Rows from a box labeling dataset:
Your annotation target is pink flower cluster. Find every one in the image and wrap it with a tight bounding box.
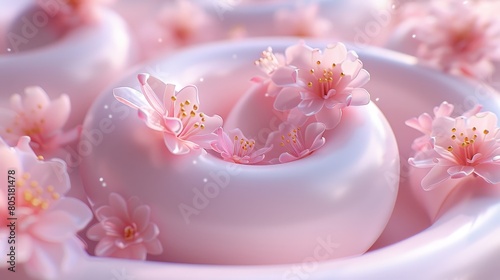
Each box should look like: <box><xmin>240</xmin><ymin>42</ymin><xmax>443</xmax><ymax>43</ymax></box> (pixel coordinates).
<box><xmin>0</xmin><ymin>87</ymin><xmax>81</xmax><ymax>152</ymax></box>
<box><xmin>0</xmin><ymin>136</ymin><xmax>92</xmax><ymax>279</ymax></box>
<box><xmin>87</xmin><ymin>193</ymin><xmax>163</xmax><ymax>260</ymax></box>
<box><xmin>406</xmin><ymin>102</ymin><xmax>500</xmax><ymax>190</ymax></box>
<box><xmin>113</xmin><ymin>43</ymin><xmax>370</xmax><ymax>164</ymax></box>
<box><xmin>400</xmin><ymin>0</ymin><xmax>500</xmax><ymax>80</ymax></box>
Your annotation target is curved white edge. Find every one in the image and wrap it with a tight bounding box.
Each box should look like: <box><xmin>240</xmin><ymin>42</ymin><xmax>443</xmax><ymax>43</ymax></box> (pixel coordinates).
<box><xmin>0</xmin><ymin>194</ymin><xmax>500</xmax><ymax>280</ymax></box>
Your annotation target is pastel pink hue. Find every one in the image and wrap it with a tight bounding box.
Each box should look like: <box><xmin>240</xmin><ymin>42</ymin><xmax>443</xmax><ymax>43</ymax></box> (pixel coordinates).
<box><xmin>113</xmin><ymin>74</ymin><xmax>222</xmax><ymax>155</ymax></box>
<box><xmin>211</xmin><ymin>128</ymin><xmax>272</xmax><ymax>164</ymax></box>
<box><xmin>0</xmin><ymin>136</ymin><xmax>92</xmax><ymax>279</ymax></box>
<box><xmin>87</xmin><ymin>193</ymin><xmax>163</xmax><ymax>260</ymax></box>
<box><xmin>0</xmin><ymin>87</ymin><xmax>81</xmax><ymax>151</ymax></box>
<box><xmin>37</xmin><ymin>0</ymin><xmax>115</xmax><ymax>24</ymax></box>
<box><xmin>261</xmin><ymin>42</ymin><xmax>370</xmax><ymax>129</ymax></box>
<box><xmin>274</xmin><ymin>4</ymin><xmax>332</xmax><ymax>38</ymax></box>
<box><xmin>405</xmin><ymin>101</ymin><xmax>482</xmax><ymax>152</ymax></box>
<box><xmin>401</xmin><ymin>0</ymin><xmax>500</xmax><ymax>80</ymax></box>
<box><xmin>266</xmin><ymin>122</ymin><xmax>326</xmax><ymax>163</ymax></box>
<box><xmin>408</xmin><ymin>112</ymin><xmax>500</xmax><ymax>190</ymax></box>
<box><xmin>156</xmin><ymin>0</ymin><xmax>220</xmax><ymax>48</ymax></box>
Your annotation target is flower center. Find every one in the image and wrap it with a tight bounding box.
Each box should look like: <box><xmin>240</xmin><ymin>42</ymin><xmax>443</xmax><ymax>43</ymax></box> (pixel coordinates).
<box><xmin>446</xmin><ymin>127</ymin><xmax>490</xmax><ymax>164</ymax></box>
<box><xmin>307</xmin><ymin>60</ymin><xmax>345</xmax><ymax>99</ymax></box>
<box><xmin>280</xmin><ymin>127</ymin><xmax>305</xmax><ymax>156</ymax></box>
<box><xmin>16</xmin><ymin>172</ymin><xmax>61</xmax><ymax>210</ymax></box>
<box><xmin>171</xmin><ymin>96</ymin><xmax>206</xmax><ymax>139</ymax></box>
<box><xmin>123</xmin><ymin>224</ymin><xmax>137</xmax><ymax>240</ymax></box>
<box><xmin>234</xmin><ymin>135</ymin><xmax>255</xmax><ymax>158</ymax></box>
<box><xmin>255</xmin><ymin>47</ymin><xmax>279</xmax><ymax>75</ymax></box>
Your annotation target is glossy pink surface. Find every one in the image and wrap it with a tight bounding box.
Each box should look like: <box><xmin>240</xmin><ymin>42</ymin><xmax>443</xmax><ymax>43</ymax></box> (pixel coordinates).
<box><xmin>80</xmin><ymin>40</ymin><xmax>399</xmax><ymax>264</ymax></box>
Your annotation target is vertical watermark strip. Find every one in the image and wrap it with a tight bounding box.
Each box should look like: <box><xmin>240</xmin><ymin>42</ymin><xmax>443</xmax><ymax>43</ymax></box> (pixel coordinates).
<box><xmin>6</xmin><ymin>169</ymin><xmax>17</xmax><ymax>272</ymax></box>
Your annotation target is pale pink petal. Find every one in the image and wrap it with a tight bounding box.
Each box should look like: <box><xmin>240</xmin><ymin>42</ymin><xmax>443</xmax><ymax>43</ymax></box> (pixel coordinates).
<box><xmin>271</xmin><ymin>67</ymin><xmax>298</xmax><ymax>86</ymax></box>
<box><xmin>305</xmin><ymin>123</ymin><xmax>326</xmax><ymax>152</ymax></box>
<box><xmin>94</xmin><ymin>237</ymin><xmax>118</xmax><ymax>257</ymax></box>
<box><xmin>87</xmin><ymin>223</ymin><xmax>106</xmax><ymax>241</ymax></box>
<box><xmin>163</xmin><ymin>133</ymin><xmax>193</xmax><ymax>155</ymax></box>
<box><xmin>143</xmin><ymin>239</ymin><xmax>163</xmax><ymax>255</ymax></box>
<box><xmin>132</xmin><ymin>205</ymin><xmax>151</xmax><ymax>231</ymax></box>
<box><xmin>274</xmin><ymin>87</ymin><xmax>301</xmax><ymax>111</ymax></box>
<box><xmin>350</xmin><ymin>88</ymin><xmax>370</xmax><ymax>106</ymax></box>
<box><xmin>474</xmin><ymin>162</ymin><xmax>500</xmax><ymax>184</ymax></box>
<box><xmin>44</xmin><ymin>94</ymin><xmax>71</xmax><ymax>132</ymax></box>
<box><xmin>422</xmin><ymin>164</ymin><xmax>450</xmax><ymax>191</ymax></box>
<box><xmin>297</xmin><ymin>98</ymin><xmax>325</xmax><ymax>116</ymax></box>
<box><xmin>315</xmin><ymin>107</ymin><xmax>342</xmax><ymax>129</ymax></box>
<box><xmin>447</xmin><ymin>166</ymin><xmax>474</xmax><ymax>179</ymax></box>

→ **THE TASK**: Extract, verbatim, the lines from the one containing "Your annotation target is vertical" through the last line of the listing above.

→ **RIGHT ANSWER**:
Your annotation target is vertical watermark strip. Find every one in the image and wrap it with a tight bounding box.
Each box should look like: <box><xmin>240</xmin><ymin>42</ymin><xmax>443</xmax><ymax>43</ymax></box> (pixel coordinates).
<box><xmin>6</xmin><ymin>169</ymin><xmax>17</xmax><ymax>272</ymax></box>
Your annotation target is pale pink petal. Find every one in the image and wrap it with a tight bounding box.
Each box should look like: <box><xmin>240</xmin><ymin>42</ymin><xmax>443</xmax><ymax>43</ymax></box> (pixel coordinates).
<box><xmin>271</xmin><ymin>67</ymin><xmax>298</xmax><ymax>86</ymax></box>
<box><xmin>305</xmin><ymin>123</ymin><xmax>326</xmax><ymax>152</ymax></box>
<box><xmin>94</xmin><ymin>237</ymin><xmax>118</xmax><ymax>257</ymax></box>
<box><xmin>87</xmin><ymin>223</ymin><xmax>106</xmax><ymax>241</ymax></box>
<box><xmin>163</xmin><ymin>133</ymin><xmax>193</xmax><ymax>155</ymax></box>
<box><xmin>143</xmin><ymin>239</ymin><xmax>163</xmax><ymax>255</ymax></box>
<box><xmin>132</xmin><ymin>205</ymin><xmax>151</xmax><ymax>231</ymax></box>
<box><xmin>274</xmin><ymin>87</ymin><xmax>301</xmax><ymax>111</ymax></box>
<box><xmin>350</xmin><ymin>88</ymin><xmax>370</xmax><ymax>106</ymax></box>
<box><xmin>474</xmin><ymin>162</ymin><xmax>500</xmax><ymax>184</ymax></box>
<box><xmin>44</xmin><ymin>94</ymin><xmax>71</xmax><ymax>132</ymax></box>
<box><xmin>422</xmin><ymin>164</ymin><xmax>450</xmax><ymax>191</ymax></box>
<box><xmin>297</xmin><ymin>98</ymin><xmax>325</xmax><ymax>116</ymax></box>
<box><xmin>315</xmin><ymin>107</ymin><xmax>342</xmax><ymax>129</ymax></box>
<box><xmin>447</xmin><ymin>166</ymin><xmax>474</xmax><ymax>179</ymax></box>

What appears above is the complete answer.